В большинстве же областей физики возобладал не количественный, а качественный подход, ярким образцом которого является физическое учение Аристотеля{125}.Нельзя сказать, чтобы аристотелевская физика не опиралась ни на какие эксперименты, но она отказалась от фундаментальных для пифагорейцев понятий меры и числа. Зато она предоставила своим адептам то, что не сумели или, лучше сказать, не успели дать сторонники экспериментально-математического метода, — общую теорию. Пусть эта теория была основана во многом на умозрительных положениях — она согласовывалась со здравым смыслом и данными жизненного опыта и могла объяснять (как раз благодаря своему априоризму!) очень многие явления.

История акустических, изысканий в Греции показательна еще в одном отношении. Неоспоримость приоритета пифагорейской школы в соединении эксперимента с математическими расчетами решительно противоречит часто встречающемуся в научной литературе противопоставлению ионийской «науки о природе» пифагорейской спекулятивной метафизике{126}. Ведь до создания пифагорейской школы· нам неизвестен в Ионии ни один научный эксперимент и ни одна математически сформулированная физическая закономерность. Поэтому стоит еще подумать, не с большим ли правом «исследователями природы» следует называть пифагорейцев, особенно имея в виду их достижения и в других областях естествознания. Во всяком случае, отрывать их научные занятия от ионийского «исследования природы» невозможно — ведь сам Пифагор явно продолжал в Италии ионийскую традицию. Очень показательны в этом отношении несколько замечаний Аристотеля, писавшего, что пифагорейцы, как и другие досократики, «постоянно рассуждают о природе и исследуют ее» (Мет. 989 b 34), «создают учение о природе и хотят говорить тем же языком, каким говорят рассуждающие о природе» (Мет. 1091 а 17).

Эти замечания тем более ценны, что гораздо чаще Аристотель обвинял пифагорейцев в пренебрежении данными опыта в угоду предвзятым математическим построениям. В таком же духе критиковали пифагорейцев его ученики Аристоксен и Феофраст. Эта критика была отчасти справедливой, но то, что Аристотель не сумел оценить потенциальную плодотворность пифагорейского подхода, имело для античной физики весьма печальные последствия.

++++++++++++++++++++

● **Задания**:
1 – Какие ученики Аристотеля, согласно тексту о пифагорейцах, тоже критиковали пифагорейцев?
2 – Перепишите отрывок текста о пифагорейцах от «Эти замечания тем» до «весьма печальные последствия.», переименовав «Феофраст» в «Теофраст».

++++++++++++++++++++

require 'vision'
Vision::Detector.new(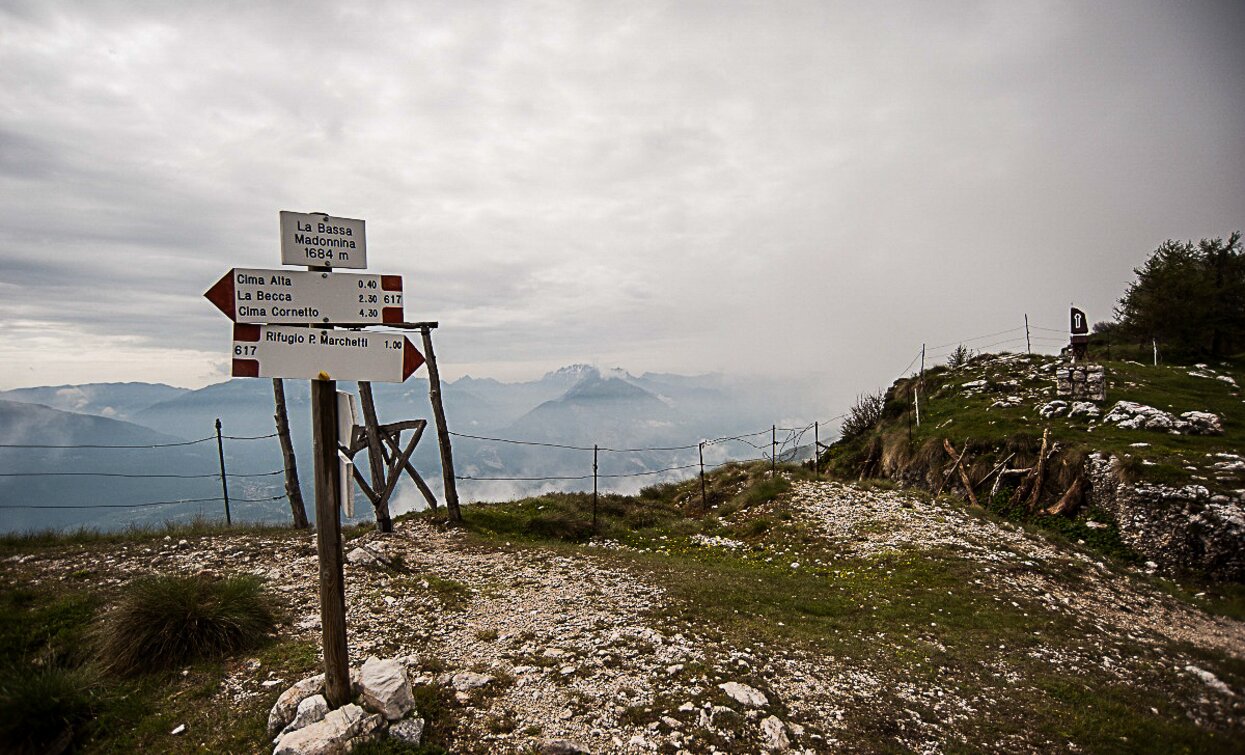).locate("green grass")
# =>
[825,356,1245,570]
[450,475,1245,753]
[0,518,311,557]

++++++++++++++++++++

● **Ответы к заданиям**:
1 – Аристоксен и Феофраст.

2 –
Эти замечания тем более ценны, что гораздо чаще Аристотель обвинял пифагорейцев в пренебрежении данными опыта в угоду предвзятым математическим построениям. В таком же духе критиковали пифагорейцев его ученики Аристоксен и Теофраст. Эта критика была отчасти справедливой, но то, что Аристотель не сумел оценить потенциальную плодотворность пифагорейского подхода, имело для античной физики весьма печальные последствия.